Chris Bayne

No. 20, 47, 46, 28
- Position: Safety

Personal information
- Born: March 22, 1975 (age 50) Riverside, California, U.S.
- Listed height: 6 ft 1 in (1.85 m)
- Listed weight: 205 lb (93 kg)

Career information
- High school: North (Riverside)
- College: Fresno State
- NFL draft: 1997: 7th round, 222nd overall pick

Career history
- Atlanta Falcons (1997–1998); Scottish Claymores (2000); Miami Dolphins (2000)*; Las Vegas Outlaws (2001); Hamilton Tiger-Cats (2003);
- * Offseason and/or practice squad member only

Career NFL statistics
- Tackles: 3
- Stats at Pro Football Reference

= Chris Bayne =

American football player (born 1975)

Christopher Oliver Bayne (born March 22, 1975) is an American former professional football player who was a defensive back in the National Football League (NFL). He played college football for the Fresno State Bulldogs.

==Early life==
Bayne was born and raised in Riverside, California, where he attended North High School, playing outside linebacker and running back. Besides football, Bayne was also a member of the track team, performing in the 100 meters and long jump. During his senior year, Bayne was recruited by Arizona, Utah, Nevada, and Pittsburgh.

==College career==
After high school, Bayne attended San Bernardino Valley Junior College. He played safety and recorded seven interceptions in his two-year career. Bayne later attended Fresno State, where he majored in Biology. He was moved to outside linebacker his senior year. That same year he recorded 77 tackles and 3 sacks.

==NFL==
Bayne was selected in the seventh round (pick #222) of the 1997 NFL draft by the Atlanta Falcons. During the 1997 preseason, Bayne recorded 10 tackles and 1 interception. Due to this performance, he made the 53-man roster. Bayne was released by the Falcons during the 1999 preseason. He was later signed by the Dolphins who released him in the 2000 training camp.

==XFL==
Bayne was selected (#76) by the Las Vegas Outlaws of the XFL. He played the nickel position on defense.

==Personal life==
During his short tenure in the XFL, Bayne announced he would like to attend medical school once his career was over. He is the son of Ralph and Deborah Bayne.

■ Problem set:
A – In the Chris Bayne text, what did Bayne major in at Fresno State?
B – Rewrite the portion of the Chris Bayne text between "No. 20, 47, 46, 28" and "205 lb (93 kg)", inclusive, swapping "Listed" for "Reported".
C – List every team named in the career history section of the Chris Bayne text.

(Saved entries)
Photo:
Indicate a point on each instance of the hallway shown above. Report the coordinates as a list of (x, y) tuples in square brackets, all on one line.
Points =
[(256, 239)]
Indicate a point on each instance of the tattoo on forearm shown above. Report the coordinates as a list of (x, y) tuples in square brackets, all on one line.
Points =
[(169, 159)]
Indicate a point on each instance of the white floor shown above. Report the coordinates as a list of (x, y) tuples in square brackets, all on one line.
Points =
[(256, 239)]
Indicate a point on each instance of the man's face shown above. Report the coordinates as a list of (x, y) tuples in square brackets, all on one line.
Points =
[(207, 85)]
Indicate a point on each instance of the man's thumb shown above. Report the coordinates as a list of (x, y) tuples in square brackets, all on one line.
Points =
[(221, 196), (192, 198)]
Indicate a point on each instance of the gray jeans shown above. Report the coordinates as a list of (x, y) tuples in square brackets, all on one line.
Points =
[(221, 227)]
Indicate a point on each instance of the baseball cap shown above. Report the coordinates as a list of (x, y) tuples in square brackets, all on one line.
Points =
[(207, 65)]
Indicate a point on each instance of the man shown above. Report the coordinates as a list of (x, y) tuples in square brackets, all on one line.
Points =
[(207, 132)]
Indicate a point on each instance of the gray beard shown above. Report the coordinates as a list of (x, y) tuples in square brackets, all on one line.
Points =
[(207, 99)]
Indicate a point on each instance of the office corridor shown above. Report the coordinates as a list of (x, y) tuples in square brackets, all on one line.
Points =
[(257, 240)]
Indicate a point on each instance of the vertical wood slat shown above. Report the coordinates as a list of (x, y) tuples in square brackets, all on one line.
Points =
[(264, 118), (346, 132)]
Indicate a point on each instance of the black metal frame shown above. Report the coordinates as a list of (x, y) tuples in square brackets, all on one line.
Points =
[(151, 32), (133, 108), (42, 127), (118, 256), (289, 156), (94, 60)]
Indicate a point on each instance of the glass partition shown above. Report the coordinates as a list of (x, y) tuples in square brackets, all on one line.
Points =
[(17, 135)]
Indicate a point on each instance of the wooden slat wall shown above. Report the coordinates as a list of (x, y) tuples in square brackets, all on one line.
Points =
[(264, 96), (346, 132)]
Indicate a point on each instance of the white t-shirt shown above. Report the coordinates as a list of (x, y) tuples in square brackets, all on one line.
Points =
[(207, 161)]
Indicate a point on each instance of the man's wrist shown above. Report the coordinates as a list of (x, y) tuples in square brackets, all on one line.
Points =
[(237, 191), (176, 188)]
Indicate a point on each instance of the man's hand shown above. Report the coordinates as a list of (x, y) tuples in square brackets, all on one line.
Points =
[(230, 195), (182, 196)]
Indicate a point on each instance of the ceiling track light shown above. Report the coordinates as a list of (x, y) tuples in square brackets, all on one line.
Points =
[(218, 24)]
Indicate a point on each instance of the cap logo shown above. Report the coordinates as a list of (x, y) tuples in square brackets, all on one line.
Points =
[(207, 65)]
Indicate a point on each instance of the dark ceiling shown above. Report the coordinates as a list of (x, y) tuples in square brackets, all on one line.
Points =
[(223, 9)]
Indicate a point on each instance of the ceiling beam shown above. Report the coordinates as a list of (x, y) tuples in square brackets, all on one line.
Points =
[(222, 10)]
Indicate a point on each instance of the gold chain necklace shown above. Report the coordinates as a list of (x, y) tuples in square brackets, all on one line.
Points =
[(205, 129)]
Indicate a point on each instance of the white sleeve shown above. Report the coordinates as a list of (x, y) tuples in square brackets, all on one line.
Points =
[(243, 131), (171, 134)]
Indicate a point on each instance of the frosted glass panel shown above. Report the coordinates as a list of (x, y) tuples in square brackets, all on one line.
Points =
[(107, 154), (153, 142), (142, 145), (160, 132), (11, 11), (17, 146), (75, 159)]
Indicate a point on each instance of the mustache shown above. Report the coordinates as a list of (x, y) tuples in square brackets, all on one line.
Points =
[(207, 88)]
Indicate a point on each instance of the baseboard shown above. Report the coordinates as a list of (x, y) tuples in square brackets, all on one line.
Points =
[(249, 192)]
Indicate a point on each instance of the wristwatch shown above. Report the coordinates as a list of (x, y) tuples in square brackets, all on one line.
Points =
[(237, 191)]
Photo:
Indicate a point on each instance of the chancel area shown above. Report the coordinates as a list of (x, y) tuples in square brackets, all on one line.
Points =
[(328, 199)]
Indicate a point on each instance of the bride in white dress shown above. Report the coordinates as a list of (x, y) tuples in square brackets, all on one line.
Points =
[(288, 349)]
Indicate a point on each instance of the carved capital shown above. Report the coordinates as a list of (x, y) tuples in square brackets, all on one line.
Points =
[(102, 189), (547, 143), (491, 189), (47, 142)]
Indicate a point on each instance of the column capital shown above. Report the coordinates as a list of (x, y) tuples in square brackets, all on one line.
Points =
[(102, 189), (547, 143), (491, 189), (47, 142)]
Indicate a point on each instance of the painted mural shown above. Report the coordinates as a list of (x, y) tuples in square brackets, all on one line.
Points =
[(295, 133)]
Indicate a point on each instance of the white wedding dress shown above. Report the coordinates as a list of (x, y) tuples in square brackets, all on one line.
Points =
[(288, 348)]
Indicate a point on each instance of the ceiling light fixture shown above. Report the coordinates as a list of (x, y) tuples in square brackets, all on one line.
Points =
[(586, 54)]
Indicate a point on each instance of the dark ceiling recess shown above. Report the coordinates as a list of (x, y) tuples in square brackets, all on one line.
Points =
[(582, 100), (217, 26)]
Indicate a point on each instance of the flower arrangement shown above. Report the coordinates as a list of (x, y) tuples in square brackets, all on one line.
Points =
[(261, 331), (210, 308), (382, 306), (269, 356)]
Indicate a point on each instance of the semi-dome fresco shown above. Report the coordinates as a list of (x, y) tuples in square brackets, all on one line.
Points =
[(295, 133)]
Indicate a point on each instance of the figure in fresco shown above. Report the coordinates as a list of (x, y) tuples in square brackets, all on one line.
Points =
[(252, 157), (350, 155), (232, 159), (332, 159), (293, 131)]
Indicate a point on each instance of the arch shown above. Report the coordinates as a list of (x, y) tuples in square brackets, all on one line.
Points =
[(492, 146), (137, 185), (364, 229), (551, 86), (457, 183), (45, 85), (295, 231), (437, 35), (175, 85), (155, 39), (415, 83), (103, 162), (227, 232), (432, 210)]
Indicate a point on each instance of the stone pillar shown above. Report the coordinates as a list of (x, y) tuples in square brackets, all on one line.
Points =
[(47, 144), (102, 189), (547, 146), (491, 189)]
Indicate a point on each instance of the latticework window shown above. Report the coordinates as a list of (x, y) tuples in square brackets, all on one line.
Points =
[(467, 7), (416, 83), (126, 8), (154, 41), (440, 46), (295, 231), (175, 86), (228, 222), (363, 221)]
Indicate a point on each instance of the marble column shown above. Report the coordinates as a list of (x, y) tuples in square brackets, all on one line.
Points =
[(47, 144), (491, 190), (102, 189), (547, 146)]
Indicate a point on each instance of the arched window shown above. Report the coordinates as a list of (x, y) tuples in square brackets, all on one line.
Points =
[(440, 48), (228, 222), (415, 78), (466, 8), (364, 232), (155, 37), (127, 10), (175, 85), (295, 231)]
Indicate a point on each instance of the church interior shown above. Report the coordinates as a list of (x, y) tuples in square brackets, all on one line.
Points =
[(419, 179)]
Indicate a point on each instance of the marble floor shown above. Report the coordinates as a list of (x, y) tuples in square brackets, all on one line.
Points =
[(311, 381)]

■ Your responses:
A – Biology

B –
No. 20, 47, 46, 28
- Position: Safety

Personal information
- Born: March 22, 1975 (age 50) Riverside, California, U.S.
- Reported height: 6 ft 1 in (1.85 m)
- Reported weight: 205 lb (93 kg)

C – Atlanta Falcons, Scottish Claymores, Miami Dolphins, Las Vegas Outlaws, Hamilton Tiger-Cats